L’évêque catholique latin d’Odessa, Mgr Stanislaw Szyrokoradiuk, considère comme un «miracle» la résistance de l’Ukraine à la guerre d’agression de la Russie, qui dure depuis deux ans. «Je pense que Dieu est avec nous, sinon nous n’aurions jamais pu tenir aussi longtemps. Nous continuons à nous battre parce que nous n’avons pas d’autre choix.«

Kathpress / traduction adaptation Maurice Page

Malgré de récentes difficultés sur le front, l’évêque d’Odessa considère que l’Ukraine «est devenue plus forte», mais sous une souffrance incommensurable. «Tant de gens sont morts au cours de ces deux années, huit millions ont fui vers d’autres pays européens, des dizaines de milliers ont été déportés en Russie», a fait remarquer Mgr Szyrokoradiuk dans un entretien avec l’agence de presse catholique autrichienne Kathpress.

Le pape est «un peu naïf»

«Le pape a raison de dire que la diplomatie serait naturellement le meilleur moyen de parvenir à la paix. Mais on peut se demander si une telle voie est possible avec Poutine», relève le franciscain.

Selon l’évêque, le monde entier a compris à travers la guerre «ce que représentent la Russie et son empereur». Le fait que le pape ne désigne pas de coupable dans la guerre, lui semble «un peu naïf» – même si François a sans doute les mains liées par sa fonction. Pour le prélat, la paix n’est «concevable qu’avec une Ukraine non divisée» et ne serait sinon pas durable.

→ Énoncé A:
Recopiez à l'identique les lignes de données, de celle qui contient « Where can the clock » jusqu'à la dernière de ces lignes, bornes comprises. Laissez les images de côté dans votre réponse.

→ Données à utiliser:
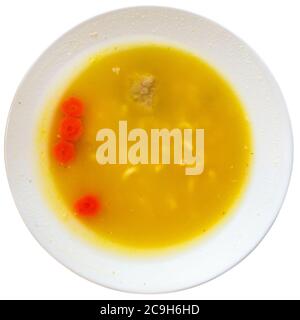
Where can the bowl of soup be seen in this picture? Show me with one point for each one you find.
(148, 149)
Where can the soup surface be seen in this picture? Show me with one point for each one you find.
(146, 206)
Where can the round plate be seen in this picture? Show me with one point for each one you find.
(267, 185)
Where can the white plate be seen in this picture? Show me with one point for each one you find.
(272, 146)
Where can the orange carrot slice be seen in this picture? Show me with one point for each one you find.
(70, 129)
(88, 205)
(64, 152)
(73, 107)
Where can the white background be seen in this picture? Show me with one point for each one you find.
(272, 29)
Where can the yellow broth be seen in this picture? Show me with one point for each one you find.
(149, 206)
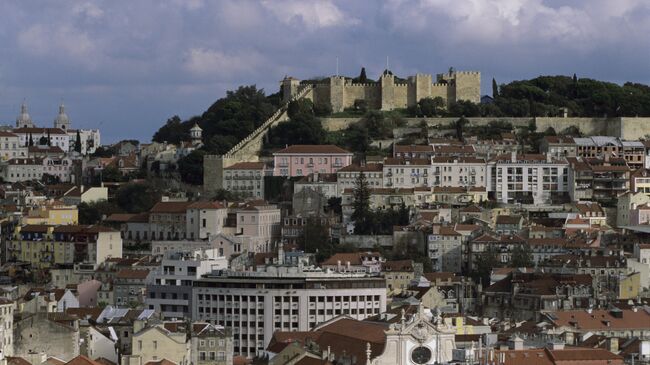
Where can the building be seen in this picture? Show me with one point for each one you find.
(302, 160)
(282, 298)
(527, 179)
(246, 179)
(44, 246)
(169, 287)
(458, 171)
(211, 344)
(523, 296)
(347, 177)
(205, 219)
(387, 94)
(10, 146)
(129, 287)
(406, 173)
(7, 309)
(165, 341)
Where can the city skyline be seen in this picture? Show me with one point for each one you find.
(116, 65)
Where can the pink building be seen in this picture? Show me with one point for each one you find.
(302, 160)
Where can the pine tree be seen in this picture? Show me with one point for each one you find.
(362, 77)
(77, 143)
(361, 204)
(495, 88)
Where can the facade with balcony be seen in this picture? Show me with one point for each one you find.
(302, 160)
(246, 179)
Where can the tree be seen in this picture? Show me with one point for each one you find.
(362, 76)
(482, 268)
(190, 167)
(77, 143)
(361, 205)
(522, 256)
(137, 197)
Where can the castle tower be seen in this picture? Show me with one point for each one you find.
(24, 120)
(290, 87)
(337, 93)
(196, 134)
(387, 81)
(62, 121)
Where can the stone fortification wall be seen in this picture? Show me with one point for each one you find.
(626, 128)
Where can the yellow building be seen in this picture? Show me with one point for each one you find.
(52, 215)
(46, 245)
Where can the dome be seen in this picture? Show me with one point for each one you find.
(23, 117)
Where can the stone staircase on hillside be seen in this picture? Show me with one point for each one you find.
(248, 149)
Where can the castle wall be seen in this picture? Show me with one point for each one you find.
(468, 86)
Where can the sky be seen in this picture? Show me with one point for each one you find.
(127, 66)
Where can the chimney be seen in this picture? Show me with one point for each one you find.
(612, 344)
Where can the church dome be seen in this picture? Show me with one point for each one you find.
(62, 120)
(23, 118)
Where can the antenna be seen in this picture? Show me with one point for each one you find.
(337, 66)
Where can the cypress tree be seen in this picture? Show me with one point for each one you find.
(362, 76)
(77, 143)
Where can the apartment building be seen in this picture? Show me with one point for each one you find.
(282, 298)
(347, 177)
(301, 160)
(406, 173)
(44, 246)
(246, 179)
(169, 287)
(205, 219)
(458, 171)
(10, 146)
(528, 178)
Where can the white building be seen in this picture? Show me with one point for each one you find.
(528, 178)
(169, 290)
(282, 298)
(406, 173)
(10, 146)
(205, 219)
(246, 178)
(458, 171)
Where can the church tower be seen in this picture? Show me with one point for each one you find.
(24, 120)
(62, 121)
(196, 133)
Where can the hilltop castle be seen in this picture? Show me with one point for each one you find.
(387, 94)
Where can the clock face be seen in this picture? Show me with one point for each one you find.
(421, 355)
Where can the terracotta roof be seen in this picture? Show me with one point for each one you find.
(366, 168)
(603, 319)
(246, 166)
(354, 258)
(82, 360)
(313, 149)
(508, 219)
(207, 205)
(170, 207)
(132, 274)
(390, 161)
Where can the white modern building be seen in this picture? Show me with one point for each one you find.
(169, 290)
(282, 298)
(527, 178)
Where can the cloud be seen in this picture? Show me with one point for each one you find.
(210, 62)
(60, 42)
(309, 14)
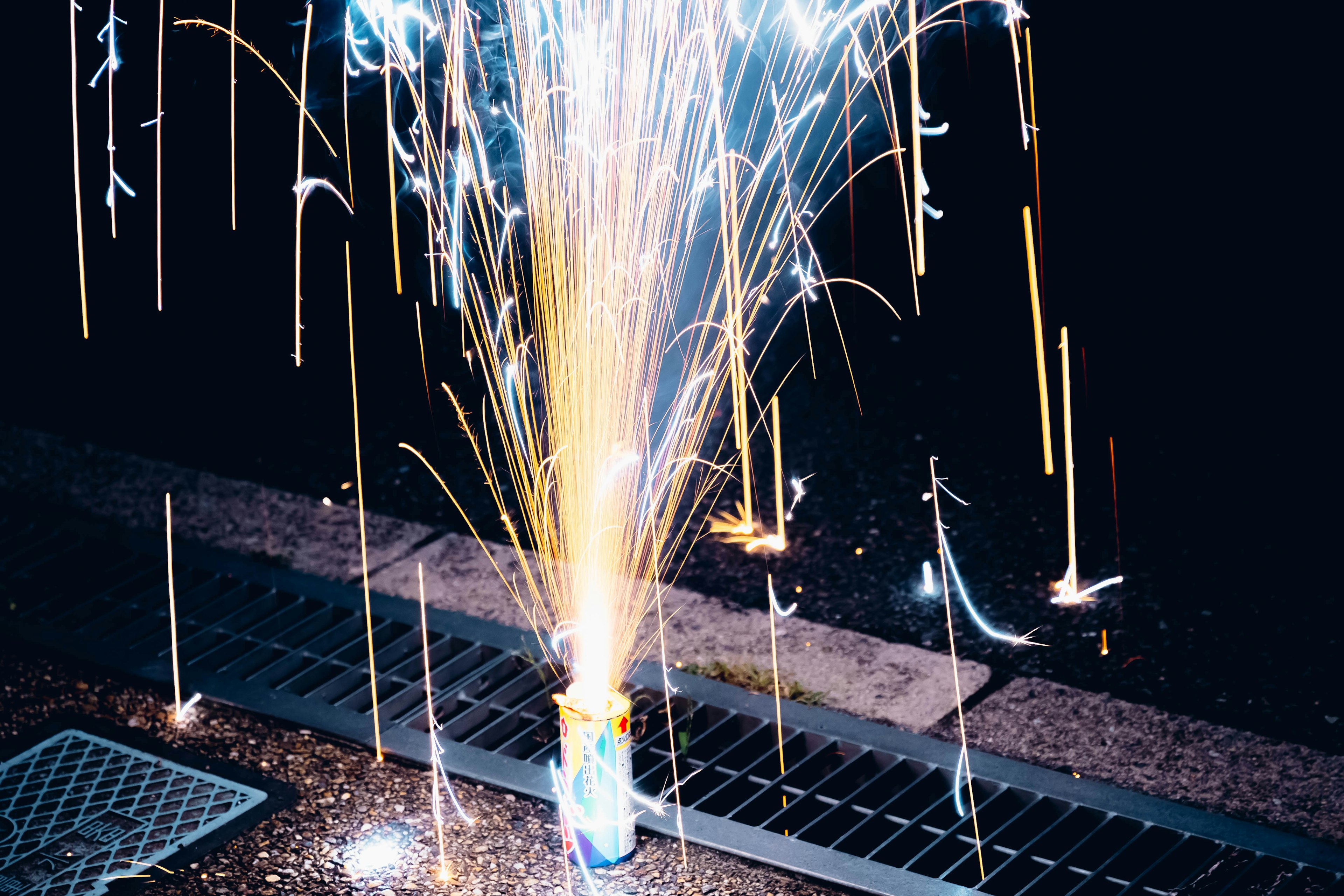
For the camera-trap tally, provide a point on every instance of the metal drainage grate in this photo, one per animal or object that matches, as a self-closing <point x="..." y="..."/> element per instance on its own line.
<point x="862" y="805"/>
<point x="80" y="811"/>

→ Énoncé B:
D'après le texte sur l'évêque d'Odessa, combien de personnes ont fui vers d'autres pays européens ?

→ Réponse complète A:
Where can the clock face be seen in this picture? Show me with one point for each one you find.
(421, 355)
Where can the terracotta roof be seen in this picture? Show me with one point for each one you find.
(366, 168)
(603, 319)
(246, 166)
(354, 258)
(82, 360)
(313, 149)
(508, 219)
(207, 205)
(170, 207)
(132, 274)
(390, 161)
Where can the white modern building be seen in this picture? Show me with one point for each one you find.
(169, 290)
(282, 298)
(527, 178)
Where can the cloud be seen in this picture? Show me with one point for each one you find.
(210, 62)
(60, 42)
(309, 14)
For the camera-trap tally, provide a point on every instance of the metal drainage grate in this photo, one per animal or object that matches, as a self-closing <point x="..." y="..."/> element per instance on its own line.
<point x="862" y="805"/>
<point x="80" y="811"/>

→ Réponse complète B:
Huit millions de personnes.